◆ **Selection**:

Sevendly the document suggests that OOXML cannot handle ODF Office settings whilst ODF could handle OOXML compatiblity settings. However the author seems to be unaware that OOXML actually contains a feature that is called custom settings. By creating a namespace and XML with your implemtations seetings you can add custom application settings to OOXML as well and even make them validate using a schema. Particularly bad in this white paer is that it suggest its wrongly perceived lack of compatibilty with ODf settings as a reason not to choose for OOXML. Very poor thinking as OOXML actually has built in extensibility even beyond it's custom setting that could also manage any compatibility issue with ODF.

Eigthly this document suggest an inconsistency with ISO 216 (paper sizes). OOXML actually support non ISO paper formats which is as it should be because those iso formats are not covering all common office paper formats in use. ODF uses a flexible paper format allowing for even more variation of paperssize but also possibly requiring more implementation for validating whether a given paper size size is actually available and or how to handle near exact sizes. With ISO 216 not being the only papers in use in for Office documents inconsistensies seem normal.

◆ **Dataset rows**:
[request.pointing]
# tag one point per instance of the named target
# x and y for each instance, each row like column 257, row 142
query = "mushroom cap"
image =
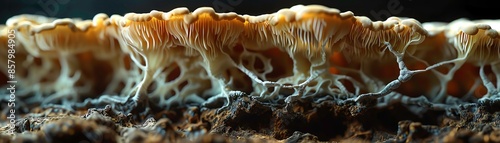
column 61, row 35
column 310, row 29
column 366, row 38
column 476, row 41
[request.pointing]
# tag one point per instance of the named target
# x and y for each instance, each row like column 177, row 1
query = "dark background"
column 422, row 10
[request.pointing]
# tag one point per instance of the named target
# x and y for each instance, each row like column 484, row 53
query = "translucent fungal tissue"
column 203, row 57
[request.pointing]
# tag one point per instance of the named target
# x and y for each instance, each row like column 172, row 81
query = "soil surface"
column 325, row 119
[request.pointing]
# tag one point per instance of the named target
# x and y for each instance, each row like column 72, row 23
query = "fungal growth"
column 204, row 58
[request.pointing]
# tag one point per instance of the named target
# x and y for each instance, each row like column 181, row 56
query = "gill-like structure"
column 201, row 56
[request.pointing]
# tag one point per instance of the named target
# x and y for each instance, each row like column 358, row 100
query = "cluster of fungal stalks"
column 200, row 56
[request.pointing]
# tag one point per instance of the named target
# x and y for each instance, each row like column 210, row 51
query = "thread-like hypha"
column 424, row 55
column 149, row 36
column 31, row 71
column 480, row 44
column 208, row 33
column 118, row 54
column 60, row 39
column 308, row 34
column 371, row 40
column 472, row 43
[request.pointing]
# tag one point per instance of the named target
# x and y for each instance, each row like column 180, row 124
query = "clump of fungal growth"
column 203, row 57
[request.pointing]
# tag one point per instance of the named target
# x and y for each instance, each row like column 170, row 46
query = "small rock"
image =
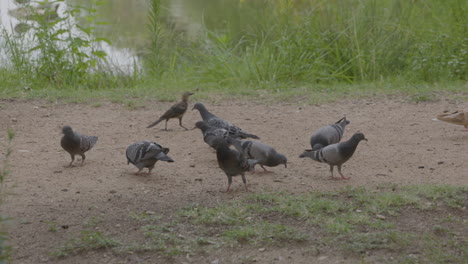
column 379, row 216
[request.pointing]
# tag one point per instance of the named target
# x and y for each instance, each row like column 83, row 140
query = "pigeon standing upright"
column 76, row 144
column 459, row 117
column 264, row 154
column 216, row 122
column 336, row 154
column 145, row 154
column 176, row 111
column 211, row 135
column 328, row 135
column 233, row 161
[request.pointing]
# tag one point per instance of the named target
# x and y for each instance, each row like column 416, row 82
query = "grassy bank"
column 321, row 49
column 392, row 224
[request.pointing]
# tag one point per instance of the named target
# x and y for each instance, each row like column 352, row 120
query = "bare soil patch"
column 405, row 147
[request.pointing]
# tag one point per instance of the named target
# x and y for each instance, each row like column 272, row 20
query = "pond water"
column 127, row 21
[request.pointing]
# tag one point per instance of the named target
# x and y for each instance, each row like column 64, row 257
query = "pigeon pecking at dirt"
column 264, row 154
column 211, row 135
column 176, row 111
column 336, row 154
column 233, row 161
column 76, row 144
column 145, row 154
column 217, row 122
column 328, row 135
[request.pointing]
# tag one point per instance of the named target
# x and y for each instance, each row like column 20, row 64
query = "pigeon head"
column 199, row 107
column 202, row 125
column 358, row 137
column 343, row 121
column 66, row 130
column 282, row 160
column 186, row 95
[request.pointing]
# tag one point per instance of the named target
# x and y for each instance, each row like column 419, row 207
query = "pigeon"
column 459, row 117
column 216, row 122
column 176, row 111
column 145, row 154
column 76, row 144
column 210, row 134
column 264, row 154
column 335, row 154
column 328, row 135
column 233, row 161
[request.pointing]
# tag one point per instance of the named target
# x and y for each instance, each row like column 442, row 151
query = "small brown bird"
column 76, row 144
column 176, row 111
column 459, row 117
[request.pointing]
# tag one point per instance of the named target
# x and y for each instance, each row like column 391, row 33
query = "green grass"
column 390, row 222
column 88, row 240
column 314, row 50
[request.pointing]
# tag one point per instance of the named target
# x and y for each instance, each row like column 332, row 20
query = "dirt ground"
column 405, row 147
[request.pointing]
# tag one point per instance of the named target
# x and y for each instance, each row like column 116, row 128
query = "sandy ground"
column 405, row 147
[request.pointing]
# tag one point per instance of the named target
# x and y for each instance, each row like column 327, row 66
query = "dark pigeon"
column 176, row 111
column 328, row 135
column 264, row 154
column 233, row 161
column 145, row 154
column 211, row 135
column 336, row 154
column 216, row 122
column 76, row 144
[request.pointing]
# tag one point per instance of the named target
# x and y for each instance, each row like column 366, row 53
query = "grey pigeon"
column 328, row 135
column 145, row 154
column 233, row 161
column 212, row 135
column 216, row 122
column 76, row 144
column 176, row 111
column 264, row 154
column 335, row 154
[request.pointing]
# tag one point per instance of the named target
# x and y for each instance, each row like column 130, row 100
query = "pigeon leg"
column 331, row 170
column 180, row 123
column 229, row 183
column 138, row 172
column 71, row 162
column 342, row 177
column 83, row 157
column 245, row 182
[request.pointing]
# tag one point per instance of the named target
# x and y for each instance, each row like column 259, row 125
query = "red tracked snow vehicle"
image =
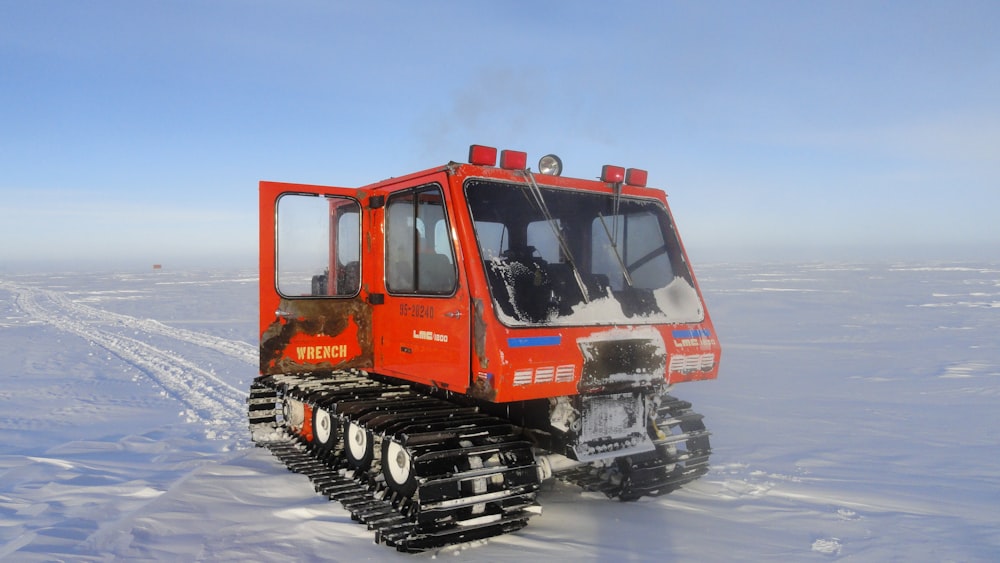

◆ **Exercise tasks**:
A. Rewrite the passage on OOXML and ODF between "Sevendly the document" and "issue with ODF.", inclusive, replacing "schema" with "DTD".
B. According to the passage on OOXML and ODF, what kind of paper formats does OOXML support?

◆ **Final answers**:
A.
Sevendly the document suggests that OOXML cannot handle ODF Office settings whilst ODF could handle OOXML compatiblity settings. However the author seems to be unaware that OOXML actually contains a feature that is called custom settings. By creating a namespace and XML with your implemtations seetings you can add custom application settings to OOXML as well and even make them validate using a DTD. Particularly bad in this white paer is that it suggest its wrongly perceived lack of compatibilty with ODf settings as a reason not to choose for OOXML. Very poor thinking as OOXML actually has built in extensibility even beyond it's custom setting that could also manage any compatibility issue with ODF.

B. Non-ISO paper formats.